■ **Stated problem**:
Give all of the lines again, with nothing added or dropped.

■ **Entries provided**:
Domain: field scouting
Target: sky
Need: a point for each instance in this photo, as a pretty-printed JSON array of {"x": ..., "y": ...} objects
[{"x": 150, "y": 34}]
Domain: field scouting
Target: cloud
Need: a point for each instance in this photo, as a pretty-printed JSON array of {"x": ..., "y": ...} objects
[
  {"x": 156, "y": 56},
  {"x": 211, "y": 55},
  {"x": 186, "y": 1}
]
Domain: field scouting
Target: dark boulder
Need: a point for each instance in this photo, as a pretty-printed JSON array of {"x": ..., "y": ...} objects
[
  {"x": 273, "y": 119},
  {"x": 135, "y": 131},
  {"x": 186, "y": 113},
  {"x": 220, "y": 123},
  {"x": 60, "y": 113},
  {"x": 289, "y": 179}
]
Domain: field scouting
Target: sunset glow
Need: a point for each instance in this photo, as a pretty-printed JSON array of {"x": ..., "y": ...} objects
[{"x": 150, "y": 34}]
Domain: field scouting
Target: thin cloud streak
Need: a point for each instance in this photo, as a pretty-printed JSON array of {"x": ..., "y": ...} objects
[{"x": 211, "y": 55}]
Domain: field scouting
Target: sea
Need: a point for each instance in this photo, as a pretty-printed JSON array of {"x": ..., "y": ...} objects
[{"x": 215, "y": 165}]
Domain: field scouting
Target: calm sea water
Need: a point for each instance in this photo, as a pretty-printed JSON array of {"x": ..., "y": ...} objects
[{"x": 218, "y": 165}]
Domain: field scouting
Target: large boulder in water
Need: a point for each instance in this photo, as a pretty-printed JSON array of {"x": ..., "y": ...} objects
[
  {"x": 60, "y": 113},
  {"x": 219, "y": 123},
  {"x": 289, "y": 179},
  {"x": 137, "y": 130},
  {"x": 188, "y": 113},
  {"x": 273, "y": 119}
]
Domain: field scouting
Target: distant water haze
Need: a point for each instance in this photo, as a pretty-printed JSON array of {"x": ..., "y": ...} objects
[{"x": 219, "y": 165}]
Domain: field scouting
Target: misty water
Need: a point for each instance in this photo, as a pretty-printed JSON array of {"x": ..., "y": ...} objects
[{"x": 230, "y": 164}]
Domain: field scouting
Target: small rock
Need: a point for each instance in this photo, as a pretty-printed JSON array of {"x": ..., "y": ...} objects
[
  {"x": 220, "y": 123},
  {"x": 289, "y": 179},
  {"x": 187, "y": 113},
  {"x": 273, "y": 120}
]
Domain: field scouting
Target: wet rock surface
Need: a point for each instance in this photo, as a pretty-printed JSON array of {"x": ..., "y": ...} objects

■ **Written reply**:
Domain: field scouting
Target: sky
Need: a point for each instance in this photo, as a pretty-printed JSON array of {"x": ..., "y": ...} objects
[{"x": 150, "y": 34}]
Domain: field scouting
Target: cloud
Need: a point for each instance in this photo, as a pretty-printed JSON array of {"x": ..., "y": ...} objects
[
  {"x": 156, "y": 56},
  {"x": 211, "y": 55},
  {"x": 186, "y": 1}
]
Domain: field scouting
Target: dark boulder
Need: a point for each instance in this photo, as a pretty-printed JSON array of {"x": ..., "y": ...} objects
[
  {"x": 273, "y": 119},
  {"x": 135, "y": 131},
  {"x": 186, "y": 113},
  {"x": 220, "y": 123},
  {"x": 60, "y": 113},
  {"x": 289, "y": 179}
]
Domain: field scouting
Target: sunset glow
Need: a point for each instance in this photo, as a pretty-printed JSON array of {"x": ..., "y": ...} objects
[{"x": 150, "y": 34}]
Domain: field scouting
Target: thin cloud streak
Need: a point for each instance in this photo, as a pretty-printed JSON array of {"x": ..., "y": ...} objects
[{"x": 211, "y": 55}]
Domain: field scouting
Target: sea
Need: a point for each instance in this photo, as a pretty-printed JSON array of {"x": ..., "y": ...} objects
[{"x": 215, "y": 165}]
Domain: field scouting
Target: calm sea water
Need: a point for each instance in this photo, as a pretty-printed JSON array of {"x": ..., "y": ...} objects
[{"x": 218, "y": 165}]
Domain: field scouting
Target: large boulder in water
Need: a point for each instance in this photo, as a pretty-printed JSON array of {"x": ..., "y": ...} objects
[
  {"x": 60, "y": 113},
  {"x": 219, "y": 123},
  {"x": 289, "y": 179},
  {"x": 137, "y": 130},
  {"x": 188, "y": 113},
  {"x": 273, "y": 119}
]
Domain: field scouting
Target: distant water haze
Need: a point for each instance in this photo, as a pretty-printed JSON array of {"x": ..., "y": ...} objects
[{"x": 219, "y": 165}]
Domain: field scouting
Target: misty water
Need: a point for each instance in this photo, as a pretty-printed JSON array of {"x": ..., "y": ...} objects
[{"x": 230, "y": 164}]
Domain: field scouting
Target: small rock
Need: a point for each instance in this photo, as a pretty-printed JSON array of {"x": ..., "y": ...} objects
[
  {"x": 220, "y": 123},
  {"x": 289, "y": 179},
  {"x": 187, "y": 113},
  {"x": 273, "y": 120}
]
Domain: field scouting
Target: wet rock surface
Need: a point for each instance in this photo, as a pretty-printed JSON array of {"x": ..., "y": ...} objects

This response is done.